[Point-per-instance localization data]
*** Begin section ***
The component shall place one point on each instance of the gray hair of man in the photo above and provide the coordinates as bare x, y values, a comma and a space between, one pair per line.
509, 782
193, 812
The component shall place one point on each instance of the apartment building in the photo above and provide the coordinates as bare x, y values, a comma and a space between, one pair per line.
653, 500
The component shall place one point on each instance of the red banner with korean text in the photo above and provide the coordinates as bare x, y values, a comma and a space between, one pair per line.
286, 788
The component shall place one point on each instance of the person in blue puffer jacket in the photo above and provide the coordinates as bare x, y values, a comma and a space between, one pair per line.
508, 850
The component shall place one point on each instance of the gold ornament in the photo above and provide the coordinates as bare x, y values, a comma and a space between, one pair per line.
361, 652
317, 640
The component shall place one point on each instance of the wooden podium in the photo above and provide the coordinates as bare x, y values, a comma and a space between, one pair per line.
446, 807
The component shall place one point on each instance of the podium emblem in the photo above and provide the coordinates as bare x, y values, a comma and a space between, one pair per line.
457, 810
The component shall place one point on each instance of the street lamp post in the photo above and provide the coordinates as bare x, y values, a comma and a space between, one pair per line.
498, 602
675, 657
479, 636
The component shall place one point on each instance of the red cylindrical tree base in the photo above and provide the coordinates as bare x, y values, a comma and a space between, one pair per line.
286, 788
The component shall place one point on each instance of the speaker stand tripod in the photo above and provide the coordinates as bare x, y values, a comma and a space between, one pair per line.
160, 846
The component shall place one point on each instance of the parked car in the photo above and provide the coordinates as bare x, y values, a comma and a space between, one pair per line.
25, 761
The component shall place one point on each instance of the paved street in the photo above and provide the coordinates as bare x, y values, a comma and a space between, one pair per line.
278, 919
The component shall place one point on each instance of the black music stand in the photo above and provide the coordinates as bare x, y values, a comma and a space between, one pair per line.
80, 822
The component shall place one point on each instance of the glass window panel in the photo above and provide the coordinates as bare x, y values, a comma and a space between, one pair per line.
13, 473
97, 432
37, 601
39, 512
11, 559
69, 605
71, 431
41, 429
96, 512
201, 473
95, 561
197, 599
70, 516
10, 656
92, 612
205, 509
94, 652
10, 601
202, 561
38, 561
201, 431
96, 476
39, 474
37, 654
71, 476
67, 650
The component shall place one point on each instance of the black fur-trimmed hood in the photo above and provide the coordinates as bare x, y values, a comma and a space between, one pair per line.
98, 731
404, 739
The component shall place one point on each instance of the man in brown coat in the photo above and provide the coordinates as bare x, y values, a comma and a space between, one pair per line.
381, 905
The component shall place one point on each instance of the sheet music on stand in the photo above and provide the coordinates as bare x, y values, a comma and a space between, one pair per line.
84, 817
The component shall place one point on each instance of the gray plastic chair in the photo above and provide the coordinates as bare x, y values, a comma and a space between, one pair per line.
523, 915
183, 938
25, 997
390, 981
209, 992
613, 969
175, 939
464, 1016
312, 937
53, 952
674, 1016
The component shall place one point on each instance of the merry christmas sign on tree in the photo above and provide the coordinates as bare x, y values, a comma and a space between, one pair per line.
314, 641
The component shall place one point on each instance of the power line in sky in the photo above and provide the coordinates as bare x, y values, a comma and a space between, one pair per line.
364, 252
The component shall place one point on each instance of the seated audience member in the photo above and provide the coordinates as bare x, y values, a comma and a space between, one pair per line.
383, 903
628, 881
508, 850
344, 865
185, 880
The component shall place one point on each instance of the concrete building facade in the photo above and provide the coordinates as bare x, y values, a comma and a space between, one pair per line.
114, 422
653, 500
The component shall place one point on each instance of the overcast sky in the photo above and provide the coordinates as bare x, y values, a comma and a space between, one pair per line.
*** End section ***
- Your goal -
Each of the lines above should be printed again precisely as it reads.

- Result for this task -
The component shall place one point on each instance of the gray hair of man in the photo above and provide the coordinates as bare x, y values, a comma and a space between, one pair per line.
509, 782
193, 812
The component shall place one point on each instance of the apartment building in the photo above and provide the coordinates as bare x, y values, a comma and a space between, one pair per line.
653, 500
The component shall place one point on each instance of the red banner with korean text in the photo above and provide the coordinates as bare x, y values, a comma and a space between, one pair per line.
286, 788
The component shall place one point on each instance of the person in blue puffer jacket in the photo above and provide the coordinates as bare x, y values, a comma and a space between, one pair per line.
508, 850
The component shall place one point on each instance of the gold ornament in the photo above and provide the coordinates as bare x, y values, a comma and a space between, one pair per line.
361, 652
317, 640
The component shall place one point on each instance of the wooden podium in the photo above and provide the coordinates as bare x, y values, a comma and a space between, one pair per line.
446, 807
The component shall place one point on each instance of the podium emblem in the photo above and provide the coordinates as bare x, y values, a comma and a space between, one pair per line.
457, 810
The component shall place one point on each instance of the street lamp post in the photo above and provide the coordinates as bare x, y values, a comma and a space between, one pair per line.
498, 602
675, 657
479, 636
The component shall place one point on each instance of the red cylindrical tree base in the photo above and provide the coordinates as bare x, y values, a comma and a space between, one pair per line.
286, 788
The component shall place one point on each instance of the speaker stand tripod in the photo above and provide the coordinates as bare x, y values, a comma and a space between, one pair per line.
160, 846
The component shall place one point on each instance of the parked car in the photo above and provide the coordinates as bare x, y values, a comma and a space between, one pair per line.
25, 761
The component shall place one point on each instance of the paved street in the photo above and provide the coordinates as bare x, y values, a comma and a space between, one pair per line.
278, 919
The component shall place one point on each instance of the black music stand in the photo above and provide the coordinates as bare x, y values, a comma and a space between, one pair per line.
80, 822
The component shall place one point on each instance of the glass window panel in the photo above and provide the coordinates as bare x, y values, a comma and a space between, one pair per line.
13, 473
97, 432
37, 601
39, 512
11, 559
69, 605
71, 431
41, 429
96, 512
201, 473
95, 561
197, 599
70, 516
10, 656
92, 612
205, 509
94, 652
10, 601
202, 561
38, 561
201, 431
96, 476
39, 474
37, 654
71, 476
67, 650
The component shall place one point on each instance of the black fur-trimmed hood in the photo above and provide the coordinates as bare x, y values, a comma and a space between, one pair per line.
98, 731
404, 739
The component shall place one point on each instance of the man in brown coat in the photo above and provide the coordinates as bare x, y values, a comma and a space between, one pair per line.
381, 905
The component shall place one point on each instance of the sheet music on stand in the photo above and provide the coordinates as bare x, y values, a comma and a space between, one pair per line.
84, 817
The component shall place one point on each instance of the gray plastic chair in the photo above and provide the coordinates as bare x, y values, a comma and a space between, one pair per line.
523, 915
183, 938
25, 997
390, 981
209, 992
613, 969
175, 939
464, 1016
312, 937
53, 952
674, 1016
The component shall place one point on each instance of the merry christmas sign on tree in the photo above and provide the coordinates as bare x, y values, a comma and a space between, one pair per line.
314, 641
The component shall place one point on each instance of the power line in sky in the photo above and provide the coordinates as bare x, y values, a comma and a space between, one pair per line.
364, 252
The component shall place one point on each instance of the seated audience member in the photo above and provide the coordinates as bare x, y values, a comma and a space between, one pair per line.
383, 903
628, 881
508, 850
344, 865
185, 880
The component shall place one point on each instance of the concrete building facade in the photo above and provide the coordinates as bare x, y values, a comma and a space between, one pair per line.
114, 422
653, 500
The component shall place one point on each instance of the overcast sky in the photo above and provide the coordinates as bare x, y values, a comma and a space between, one pair per line.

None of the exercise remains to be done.